━━ TEXTO SELECCIONADO ━━

Todo este proceso de adaptación no ocurre de una vez, sino a lo largo de todo el periodo evolutivo de la infancia. Los psicoanalistas, en general, dan mucha importancia a cuándo adquiere el yo sus cualidades caracteriales, planteamiento evolutivo que tiene primordial interés para Abraham, Reich y Alexander Lowen, pero que no se contempla en el planteamiento del eneagrama, donde se destaca más la importancia del cómo que la del cuándo.

En cualquier caso, alrededor de los siete años —según algunos, incluso antes— ya aparece constituido el carácter y encontrada la estrategia adaptativa que va a mantenerse a lo largo de la vida, aunque, a veces, la adolescencia permita un giro. Y, alrededor de los siete años, si nos paramos a analizar el desarrollo intelectual del niño, vemos que es aún muy precario. El desarrollo del lenguaje, a esta edad, puede hacernos creer que el niño piensa como un adulto, pero la realidad es que sus recursos intelectuales no son los del adulto. Una experiencia muy significativa en este sentido es la aplicación de tests de inteligencia, que nos muestran lo limitada que es todavía la capacidad de comprensión y razonamiento, con respuestas muy divertidas para la óptica de un adulto. Valga como ejemplo el que un niño de esta edad no sabe cuál es la diferencia entre un niño y un enano. Es lógico pensar que si el carácter se constituye en esta edad y con estas herramientas, en la vida adulta nos resulte un poco limitador.

En Horney, el proceso de enajenación del yo supone, además, una idealización de la solución personal encontrada para el conflicto básico, idealización que se cristaliza en torno a una autoimagen que cada persona construye con sus experiencias, fantasías, necesidades y facultades. Cuando un individuo se identifica con esa imagen, ésta se convierte en el yo idealizado, más real que el verdadero, es lo que «yo podría y debería ser». Retira su interés de sí y cae en lo que —citando a Sorën Kierkegaard— llama «la desesperación de no querer ser uno mismo». Parece como si, desde la identificación idealizadora con lo que los otros esperan, llegáramos a esperar lo mismo, a valorar y rechazar distintos aspectos en función de un canon externo que se ha convertido en interno.

━━━

• [TAREA PLANTEADA 1] Anota tal cual el fragmento del texto seleccionado que va desde "En Horney, el" hasta "convertido en interno.", incluidas ambas partes.

━━ ENTRADAS ━━

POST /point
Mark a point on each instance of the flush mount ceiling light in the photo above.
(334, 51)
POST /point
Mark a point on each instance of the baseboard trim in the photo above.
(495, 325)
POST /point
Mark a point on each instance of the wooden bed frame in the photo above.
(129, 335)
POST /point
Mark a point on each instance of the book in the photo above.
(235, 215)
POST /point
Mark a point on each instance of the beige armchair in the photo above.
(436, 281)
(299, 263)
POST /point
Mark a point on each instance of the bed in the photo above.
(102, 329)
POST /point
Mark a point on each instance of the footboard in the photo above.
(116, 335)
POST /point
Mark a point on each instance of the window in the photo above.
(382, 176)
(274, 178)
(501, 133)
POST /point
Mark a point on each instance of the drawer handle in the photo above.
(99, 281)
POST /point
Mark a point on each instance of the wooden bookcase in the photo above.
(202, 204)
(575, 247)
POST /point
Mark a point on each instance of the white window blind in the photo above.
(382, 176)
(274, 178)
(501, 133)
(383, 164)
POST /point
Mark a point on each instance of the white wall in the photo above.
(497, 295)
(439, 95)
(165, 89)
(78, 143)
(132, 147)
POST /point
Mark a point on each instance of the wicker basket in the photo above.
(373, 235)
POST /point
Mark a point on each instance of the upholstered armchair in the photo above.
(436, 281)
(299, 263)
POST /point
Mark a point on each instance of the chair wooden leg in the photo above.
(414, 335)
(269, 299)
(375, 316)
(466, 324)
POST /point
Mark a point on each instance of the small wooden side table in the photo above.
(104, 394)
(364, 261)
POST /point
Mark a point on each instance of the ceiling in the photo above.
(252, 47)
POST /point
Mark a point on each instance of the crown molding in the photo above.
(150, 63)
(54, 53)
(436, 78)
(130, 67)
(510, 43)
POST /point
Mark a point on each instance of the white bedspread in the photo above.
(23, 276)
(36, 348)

━━━

• [TAREA PLANTEADA 2] Calcula cuántas líneas de las entradas contienen la palabra "white", distinguiendo mayúsculas de minúsculas. Responde solo con el número.

• [RESULTADO FINAL 1]
En Horney, el proceso de enajenación del yo supone, además, una idealización de la solución personal encontrada para el conflicto básico, idealización que se cristaliza en torno a una autoimagen que cada persona construye con sus experiencias, fantasías, necesidades y facultades. Cuando un individuo se identifica con esa imagen, ésta se convierte en el yo idealizado, más real que el verdadero, es lo que «yo podría y debería ser». Retira su interés de sí y cae en lo que —citando a Sorën Kierkegaard— llama «la desesperación de no querer ser uno mismo». Parece como si, desde la identificación idealizadora con lo que los otros esperan, llegáramos a esperar lo mismo, a valorar y rechazar distintos aspectos en función de un canon externo que se ha convertido en interno.

• [RESULTADO FINAL 2] 3